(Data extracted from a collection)
◆ ◆ ◆ ◆ ◆ ◆ ◆

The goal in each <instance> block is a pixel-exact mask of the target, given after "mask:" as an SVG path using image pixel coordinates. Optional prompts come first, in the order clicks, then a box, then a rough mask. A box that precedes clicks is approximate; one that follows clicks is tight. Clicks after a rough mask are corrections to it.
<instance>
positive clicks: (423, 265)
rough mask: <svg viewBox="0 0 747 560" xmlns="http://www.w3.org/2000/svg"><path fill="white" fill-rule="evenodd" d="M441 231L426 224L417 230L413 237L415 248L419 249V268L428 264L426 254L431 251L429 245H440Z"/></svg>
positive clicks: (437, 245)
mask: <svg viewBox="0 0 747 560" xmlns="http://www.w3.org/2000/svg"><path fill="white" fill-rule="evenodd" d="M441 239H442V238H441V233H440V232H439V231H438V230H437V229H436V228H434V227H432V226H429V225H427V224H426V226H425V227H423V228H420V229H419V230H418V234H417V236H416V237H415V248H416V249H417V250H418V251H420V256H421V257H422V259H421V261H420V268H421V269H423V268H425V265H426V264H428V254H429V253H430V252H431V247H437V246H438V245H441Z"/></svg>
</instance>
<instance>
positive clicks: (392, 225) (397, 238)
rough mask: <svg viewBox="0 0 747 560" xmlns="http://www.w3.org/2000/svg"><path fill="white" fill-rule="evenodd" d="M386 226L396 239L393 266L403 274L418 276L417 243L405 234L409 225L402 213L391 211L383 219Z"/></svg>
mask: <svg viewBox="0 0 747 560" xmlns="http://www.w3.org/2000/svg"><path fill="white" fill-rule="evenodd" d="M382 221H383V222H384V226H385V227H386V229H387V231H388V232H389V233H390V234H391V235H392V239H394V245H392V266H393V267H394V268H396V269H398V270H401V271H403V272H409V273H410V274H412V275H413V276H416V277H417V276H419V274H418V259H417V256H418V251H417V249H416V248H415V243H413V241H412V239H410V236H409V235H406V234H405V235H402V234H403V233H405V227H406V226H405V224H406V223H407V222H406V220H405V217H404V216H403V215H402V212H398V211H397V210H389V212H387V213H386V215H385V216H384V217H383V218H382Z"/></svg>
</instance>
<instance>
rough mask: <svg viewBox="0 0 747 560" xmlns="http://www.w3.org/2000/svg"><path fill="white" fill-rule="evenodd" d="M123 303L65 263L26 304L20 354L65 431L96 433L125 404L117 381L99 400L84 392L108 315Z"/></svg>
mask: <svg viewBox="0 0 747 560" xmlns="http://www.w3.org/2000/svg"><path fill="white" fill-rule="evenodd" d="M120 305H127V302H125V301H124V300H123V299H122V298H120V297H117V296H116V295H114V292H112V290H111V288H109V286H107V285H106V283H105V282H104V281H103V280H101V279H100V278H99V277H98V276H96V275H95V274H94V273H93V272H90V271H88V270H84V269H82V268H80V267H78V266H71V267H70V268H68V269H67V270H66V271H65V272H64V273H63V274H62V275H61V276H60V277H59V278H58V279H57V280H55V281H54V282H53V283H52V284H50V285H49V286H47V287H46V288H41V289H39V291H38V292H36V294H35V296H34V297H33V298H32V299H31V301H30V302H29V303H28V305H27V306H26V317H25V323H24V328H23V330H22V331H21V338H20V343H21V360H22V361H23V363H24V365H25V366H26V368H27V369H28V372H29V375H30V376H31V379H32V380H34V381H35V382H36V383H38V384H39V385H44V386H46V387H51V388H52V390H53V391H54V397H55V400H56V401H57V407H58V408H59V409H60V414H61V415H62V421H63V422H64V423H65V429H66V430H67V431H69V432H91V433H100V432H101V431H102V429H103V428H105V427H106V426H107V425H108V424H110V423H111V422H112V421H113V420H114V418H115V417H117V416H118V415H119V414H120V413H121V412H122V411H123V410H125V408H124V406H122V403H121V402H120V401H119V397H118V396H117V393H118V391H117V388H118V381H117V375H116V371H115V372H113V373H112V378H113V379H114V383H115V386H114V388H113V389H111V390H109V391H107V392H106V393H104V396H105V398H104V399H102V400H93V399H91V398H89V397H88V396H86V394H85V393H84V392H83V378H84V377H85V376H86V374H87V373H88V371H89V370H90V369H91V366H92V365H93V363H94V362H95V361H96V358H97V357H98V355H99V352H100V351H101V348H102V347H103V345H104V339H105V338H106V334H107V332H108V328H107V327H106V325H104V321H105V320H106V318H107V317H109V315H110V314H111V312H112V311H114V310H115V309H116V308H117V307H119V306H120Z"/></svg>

◆ ◆ ◆ ◆ ◆ ◆ ◆

Your answer must be every record above, retyped exactly.

> **Problem solution**
The goal in each <instance> block is a pixel-exact mask of the target, given after "mask:" as an SVG path using image pixel coordinates. Optional prompts come first, in the order clicks, then a box, then a rough mask. A box that precedes clicks is approximate; one that follows clicks is tight. Clicks after a rough mask are corrections to it.
<instance>
positive clicks: (423, 265)
rough mask: <svg viewBox="0 0 747 560" xmlns="http://www.w3.org/2000/svg"><path fill="white" fill-rule="evenodd" d="M441 231L426 224L417 230L413 237L415 248L419 249V268L428 264L426 254L431 251L429 245H440Z"/></svg>
positive clicks: (437, 245)
mask: <svg viewBox="0 0 747 560" xmlns="http://www.w3.org/2000/svg"><path fill="white" fill-rule="evenodd" d="M441 239H442V238H441V233H440V232H439V231H438V230H437V229H436V228H434V227H432V226H429V225H427V224H426V226H425V227H423V228H420V229H419V230H418V234H417V236H416V237H415V248H416V249H417V250H418V251H420V256H421V257H422V259H421V261H420V268H421V269H423V268H425V265H426V264H428V254H429V253H430V252H431V247H437V246H438V245H441Z"/></svg>
</instance>
<instance>
positive clicks: (392, 225) (397, 238)
rough mask: <svg viewBox="0 0 747 560" xmlns="http://www.w3.org/2000/svg"><path fill="white" fill-rule="evenodd" d="M386 226L396 239L393 266L403 274L418 276L417 243L405 234L409 225L402 213L391 211L383 219Z"/></svg>
mask: <svg viewBox="0 0 747 560" xmlns="http://www.w3.org/2000/svg"><path fill="white" fill-rule="evenodd" d="M382 221H383V222H384V226H385V227H386V229H387V231H388V232H389V233H390V234H391V235H392V239H394V245H392V266H393V267H394V268H396V269H398V270H401V271H403V272H409V273H410V274H412V275H413V276H416V277H417V276H419V274H418V259H417V256H418V251H417V249H416V248H415V243H413V241H412V239H410V236H409V235H406V234H405V235H402V234H403V233H405V227H406V226H405V224H406V223H407V222H406V220H405V217H404V216H403V215H402V212H398V211H397V210H389V212H387V213H386V215H385V216H384V217H383V218H382Z"/></svg>
</instance>
<instance>
rough mask: <svg viewBox="0 0 747 560" xmlns="http://www.w3.org/2000/svg"><path fill="white" fill-rule="evenodd" d="M123 303L65 263L26 304L20 354L65 431L96 433L125 404L117 381L99 400L84 392L108 315Z"/></svg>
mask: <svg viewBox="0 0 747 560" xmlns="http://www.w3.org/2000/svg"><path fill="white" fill-rule="evenodd" d="M120 305H127V302H125V301H124V300H123V299H122V298H120V297H117V296H116V295H114V292H112V290H111V288H109V286H107V285H106V283H105V282H104V281H103V280H101V279H100V278H99V277H98V276H96V275H95V274H94V273H93V272H90V271H88V270H84V269H82V268H80V267H78V266H71V267H70V268H68V269H67V270H66V271H65V272H64V273H63V274H62V275H61V276H60V277H59V278H58V279H57V280H55V281H54V282H53V283H52V284H50V285H49V286H47V287H46V288H41V289H39V291H38V292H36V294H35V296H34V297H33V298H32V299H31V301H30V302H29V303H28V305H27V306H26V317H25V323H24V328H23V330H22V331H21V338H20V343H21V360H22V361H23V363H24V365H25V366H26V368H27V369H28V372H29V375H30V376H31V379H32V380H34V381H35V382H36V383H38V384H39V385H44V386H46V387H51V388H52V390H53V391H54V397H55V400H56V401H57V407H58V408H59V409H60V414H61V415H62V421H63V422H64V423H65V429H66V430H67V431H69V432H91V433H100V432H101V431H102V429H103V428H105V427H106V426H107V425H108V424H110V423H111V422H112V421H113V420H114V418H115V417H117V416H118V415H119V414H120V413H121V412H122V411H123V410H125V408H124V406H122V403H121V402H120V401H119V397H118V396H117V393H118V391H117V388H118V381H117V375H116V371H115V372H113V373H112V378H113V379H114V383H115V386H114V388H113V389H111V390H109V391H107V392H106V393H104V396H105V398H104V399H102V400H93V399H91V398H89V397H88V396H86V394H85V393H84V392H83V378H84V377H85V376H86V374H87V373H88V371H89V370H90V369H91V366H92V365H93V363H94V362H95V361H96V358H97V357H98V355H99V352H100V351H101V348H102V347H103V345H104V339H105V338H106V334H107V332H108V328H107V327H106V325H104V321H105V320H106V318H107V317H109V315H110V314H111V312H112V311H114V310H115V309H116V308H117V307H119V306H120Z"/></svg>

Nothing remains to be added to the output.